• DIRECTIVE: Transcribe the material below exactly as it appears.

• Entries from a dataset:

§

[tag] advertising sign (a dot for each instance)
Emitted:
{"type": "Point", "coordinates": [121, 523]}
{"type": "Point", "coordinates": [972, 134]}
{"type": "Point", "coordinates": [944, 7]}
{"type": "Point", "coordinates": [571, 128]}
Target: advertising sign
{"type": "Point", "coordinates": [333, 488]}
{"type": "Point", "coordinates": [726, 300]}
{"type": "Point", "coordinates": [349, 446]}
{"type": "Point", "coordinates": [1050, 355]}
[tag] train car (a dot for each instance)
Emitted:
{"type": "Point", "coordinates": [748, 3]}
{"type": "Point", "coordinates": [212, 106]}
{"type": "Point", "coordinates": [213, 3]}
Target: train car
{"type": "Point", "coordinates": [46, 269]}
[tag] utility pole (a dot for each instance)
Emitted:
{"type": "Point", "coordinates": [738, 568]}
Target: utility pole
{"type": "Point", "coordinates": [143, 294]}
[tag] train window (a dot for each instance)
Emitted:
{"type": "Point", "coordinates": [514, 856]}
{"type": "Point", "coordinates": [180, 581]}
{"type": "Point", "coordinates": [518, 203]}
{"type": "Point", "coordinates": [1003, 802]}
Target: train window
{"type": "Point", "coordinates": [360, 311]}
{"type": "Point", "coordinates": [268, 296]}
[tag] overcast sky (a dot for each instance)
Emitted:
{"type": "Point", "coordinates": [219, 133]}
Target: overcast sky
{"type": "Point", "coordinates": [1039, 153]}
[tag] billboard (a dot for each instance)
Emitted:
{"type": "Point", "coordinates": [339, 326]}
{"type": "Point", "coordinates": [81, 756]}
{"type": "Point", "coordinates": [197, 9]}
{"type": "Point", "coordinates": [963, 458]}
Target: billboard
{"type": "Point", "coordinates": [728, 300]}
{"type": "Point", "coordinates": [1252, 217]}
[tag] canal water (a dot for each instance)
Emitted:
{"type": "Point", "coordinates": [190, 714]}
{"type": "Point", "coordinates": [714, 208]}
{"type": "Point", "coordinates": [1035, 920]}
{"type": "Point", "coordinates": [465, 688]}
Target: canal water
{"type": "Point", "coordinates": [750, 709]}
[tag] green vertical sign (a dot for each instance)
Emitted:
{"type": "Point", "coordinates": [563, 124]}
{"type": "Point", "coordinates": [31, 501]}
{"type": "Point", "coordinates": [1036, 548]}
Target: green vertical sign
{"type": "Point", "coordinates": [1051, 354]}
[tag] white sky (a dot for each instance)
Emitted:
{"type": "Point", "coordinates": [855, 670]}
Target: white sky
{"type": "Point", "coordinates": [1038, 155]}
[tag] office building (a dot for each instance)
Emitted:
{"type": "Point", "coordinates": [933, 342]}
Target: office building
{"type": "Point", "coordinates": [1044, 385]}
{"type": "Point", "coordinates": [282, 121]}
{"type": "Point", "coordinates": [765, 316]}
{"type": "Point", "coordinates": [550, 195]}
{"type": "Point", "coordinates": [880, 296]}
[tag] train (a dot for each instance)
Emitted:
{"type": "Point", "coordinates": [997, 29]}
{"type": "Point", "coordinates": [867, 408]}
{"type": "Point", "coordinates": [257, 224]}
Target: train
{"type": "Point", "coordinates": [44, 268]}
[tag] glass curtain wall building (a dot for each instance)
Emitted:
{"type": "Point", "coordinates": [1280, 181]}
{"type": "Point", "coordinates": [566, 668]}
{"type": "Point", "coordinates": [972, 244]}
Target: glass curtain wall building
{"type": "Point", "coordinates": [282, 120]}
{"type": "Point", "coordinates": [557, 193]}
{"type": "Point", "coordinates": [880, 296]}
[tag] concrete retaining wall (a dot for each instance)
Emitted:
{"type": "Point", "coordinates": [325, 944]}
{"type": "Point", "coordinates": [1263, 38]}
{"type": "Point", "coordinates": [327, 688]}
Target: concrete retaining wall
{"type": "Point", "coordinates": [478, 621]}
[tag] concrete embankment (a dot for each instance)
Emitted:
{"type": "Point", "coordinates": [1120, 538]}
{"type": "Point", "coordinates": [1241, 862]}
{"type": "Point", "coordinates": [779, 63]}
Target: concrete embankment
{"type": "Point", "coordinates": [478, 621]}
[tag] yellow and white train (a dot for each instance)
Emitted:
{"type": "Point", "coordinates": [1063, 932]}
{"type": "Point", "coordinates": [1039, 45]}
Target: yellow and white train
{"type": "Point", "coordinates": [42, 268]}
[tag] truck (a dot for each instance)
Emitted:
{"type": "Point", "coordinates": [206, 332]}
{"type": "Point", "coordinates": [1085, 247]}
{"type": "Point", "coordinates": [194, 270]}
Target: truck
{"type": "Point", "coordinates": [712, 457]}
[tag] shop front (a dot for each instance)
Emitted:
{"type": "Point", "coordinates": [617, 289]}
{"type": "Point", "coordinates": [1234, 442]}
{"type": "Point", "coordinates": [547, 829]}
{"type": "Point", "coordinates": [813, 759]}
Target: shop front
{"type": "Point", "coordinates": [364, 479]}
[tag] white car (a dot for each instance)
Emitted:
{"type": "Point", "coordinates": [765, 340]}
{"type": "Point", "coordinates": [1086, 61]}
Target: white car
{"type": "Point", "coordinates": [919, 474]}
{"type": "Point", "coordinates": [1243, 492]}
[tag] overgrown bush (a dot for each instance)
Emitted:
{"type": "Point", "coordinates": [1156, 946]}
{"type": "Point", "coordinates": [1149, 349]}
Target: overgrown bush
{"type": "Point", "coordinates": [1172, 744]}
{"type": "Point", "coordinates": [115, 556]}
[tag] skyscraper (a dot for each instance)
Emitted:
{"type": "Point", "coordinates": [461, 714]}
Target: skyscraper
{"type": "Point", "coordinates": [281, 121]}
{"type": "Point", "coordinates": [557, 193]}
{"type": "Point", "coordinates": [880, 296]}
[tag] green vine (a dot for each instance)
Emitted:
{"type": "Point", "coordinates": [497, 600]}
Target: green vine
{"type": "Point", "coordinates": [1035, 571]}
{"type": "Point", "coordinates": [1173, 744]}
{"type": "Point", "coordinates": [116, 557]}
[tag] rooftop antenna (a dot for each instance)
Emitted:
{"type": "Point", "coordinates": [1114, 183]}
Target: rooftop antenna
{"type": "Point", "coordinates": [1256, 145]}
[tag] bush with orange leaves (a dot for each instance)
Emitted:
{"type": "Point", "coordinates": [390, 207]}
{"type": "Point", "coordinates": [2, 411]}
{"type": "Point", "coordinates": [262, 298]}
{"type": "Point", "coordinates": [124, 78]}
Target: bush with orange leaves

§

• CORRECT ANSWER:
[tag] advertising sign (a dot for each instance)
Emitted:
{"type": "Point", "coordinates": [121, 523]}
{"type": "Point", "coordinates": [972, 134]}
{"type": "Point", "coordinates": [944, 7]}
{"type": "Point", "coordinates": [571, 128]}
Target: advertising sign
{"type": "Point", "coordinates": [333, 488]}
{"type": "Point", "coordinates": [726, 300]}
{"type": "Point", "coordinates": [349, 446]}
{"type": "Point", "coordinates": [1050, 355]}
[tag] train car (a dot for each instance)
Emitted:
{"type": "Point", "coordinates": [748, 3]}
{"type": "Point", "coordinates": [212, 106]}
{"type": "Point", "coordinates": [213, 3]}
Target: train car
{"type": "Point", "coordinates": [46, 269]}
[tag] utility pole (a dot for each instance)
Emitted:
{"type": "Point", "coordinates": [738, 568]}
Target: utility pole
{"type": "Point", "coordinates": [143, 294]}
[tag] train window (a dot for each instance)
Emitted:
{"type": "Point", "coordinates": [514, 856]}
{"type": "Point", "coordinates": [180, 581]}
{"type": "Point", "coordinates": [518, 203]}
{"type": "Point", "coordinates": [1003, 802]}
Target: train window
{"type": "Point", "coordinates": [360, 311]}
{"type": "Point", "coordinates": [268, 296]}
[tag] overcast sky (a dot for each instance)
Emitted:
{"type": "Point", "coordinates": [219, 133]}
Target: overcast sky
{"type": "Point", "coordinates": [1039, 153]}
[tag] billboard (a dot for each instance)
Emitted:
{"type": "Point", "coordinates": [339, 326]}
{"type": "Point", "coordinates": [81, 756]}
{"type": "Point", "coordinates": [197, 9]}
{"type": "Point", "coordinates": [963, 458]}
Target: billboard
{"type": "Point", "coordinates": [728, 300]}
{"type": "Point", "coordinates": [1252, 217]}
[tag] canal water (a dot for each instance)
Emitted:
{"type": "Point", "coordinates": [190, 714]}
{"type": "Point", "coordinates": [714, 208]}
{"type": "Point", "coordinates": [1035, 920]}
{"type": "Point", "coordinates": [465, 688]}
Target: canal water
{"type": "Point", "coordinates": [750, 709]}
[tag] green vertical sign (a dot for each instance)
Emitted:
{"type": "Point", "coordinates": [563, 124]}
{"type": "Point", "coordinates": [31, 501]}
{"type": "Point", "coordinates": [1036, 548]}
Target: green vertical sign
{"type": "Point", "coordinates": [1051, 354]}
[tag] white sky (a dot for each instance)
Emitted:
{"type": "Point", "coordinates": [855, 670]}
Target: white sky
{"type": "Point", "coordinates": [1038, 155]}
[tag] office building (a dot for each instance)
Emitted:
{"type": "Point", "coordinates": [933, 342]}
Target: office building
{"type": "Point", "coordinates": [1044, 385]}
{"type": "Point", "coordinates": [282, 121]}
{"type": "Point", "coordinates": [765, 316]}
{"type": "Point", "coordinates": [550, 195]}
{"type": "Point", "coordinates": [880, 296]}
[tag] train (a dot for each instance)
Emitted:
{"type": "Point", "coordinates": [997, 29]}
{"type": "Point", "coordinates": [867, 408]}
{"type": "Point", "coordinates": [257, 224]}
Target: train
{"type": "Point", "coordinates": [44, 268]}
[tag] glass curtain wall building (a dot for each instance)
Emitted:
{"type": "Point", "coordinates": [1280, 181]}
{"type": "Point", "coordinates": [566, 668]}
{"type": "Point", "coordinates": [972, 244]}
Target: glass curtain wall building
{"type": "Point", "coordinates": [282, 120]}
{"type": "Point", "coordinates": [557, 193]}
{"type": "Point", "coordinates": [880, 296]}
[tag] concrete retaining wall (a dot for each instance)
Emitted:
{"type": "Point", "coordinates": [325, 944]}
{"type": "Point", "coordinates": [1263, 38]}
{"type": "Point", "coordinates": [327, 688]}
Target: concrete retaining wall
{"type": "Point", "coordinates": [478, 621]}
[tag] concrete embankment (a dot for each instance)
Emitted:
{"type": "Point", "coordinates": [1120, 538]}
{"type": "Point", "coordinates": [1241, 862]}
{"type": "Point", "coordinates": [779, 63]}
Target: concrete embankment
{"type": "Point", "coordinates": [478, 621]}
[tag] yellow and white train (a dot for each instance)
Emitted:
{"type": "Point", "coordinates": [1063, 932]}
{"type": "Point", "coordinates": [1039, 45]}
Target: yellow and white train
{"type": "Point", "coordinates": [42, 268]}
[tag] truck (a dot for each instance)
Emitted:
{"type": "Point", "coordinates": [206, 332]}
{"type": "Point", "coordinates": [1085, 247]}
{"type": "Point", "coordinates": [194, 270]}
Target: truck
{"type": "Point", "coordinates": [712, 457]}
[tag] shop front (a dot for each instance)
Emitted:
{"type": "Point", "coordinates": [617, 289]}
{"type": "Point", "coordinates": [1234, 442]}
{"type": "Point", "coordinates": [547, 829]}
{"type": "Point", "coordinates": [813, 759]}
Target: shop front
{"type": "Point", "coordinates": [364, 479]}
[tag] white car (a dot for each instance)
Emitted:
{"type": "Point", "coordinates": [765, 340]}
{"type": "Point", "coordinates": [1086, 61]}
Target: white car
{"type": "Point", "coordinates": [919, 474]}
{"type": "Point", "coordinates": [1243, 492]}
[tag] overgrown bush (a dot for each instance)
Emitted:
{"type": "Point", "coordinates": [1156, 946]}
{"type": "Point", "coordinates": [1149, 349]}
Target: overgrown bush
{"type": "Point", "coordinates": [1172, 744]}
{"type": "Point", "coordinates": [115, 556]}
[tag] skyscraper (a dot for each instance)
Emitted:
{"type": "Point", "coordinates": [461, 714]}
Target: skyscraper
{"type": "Point", "coordinates": [281, 121]}
{"type": "Point", "coordinates": [557, 193]}
{"type": "Point", "coordinates": [880, 296]}
[tag] green vine (a dot for each instance)
Emitted:
{"type": "Point", "coordinates": [497, 600]}
Target: green vine
{"type": "Point", "coordinates": [1035, 571]}
{"type": "Point", "coordinates": [1173, 744]}
{"type": "Point", "coordinates": [116, 557]}
[tag] rooftop antenna (a dot for each instance)
Emitted:
{"type": "Point", "coordinates": [1114, 183]}
Target: rooftop antenna
{"type": "Point", "coordinates": [1256, 145]}
[tag] bush with orange leaves (a dot for each instance)
Emitted:
{"type": "Point", "coordinates": [390, 207]}
{"type": "Point", "coordinates": [2, 411]}
{"type": "Point", "coordinates": [262, 298]}
{"type": "Point", "coordinates": [124, 78]}
Target: bush with orange leaves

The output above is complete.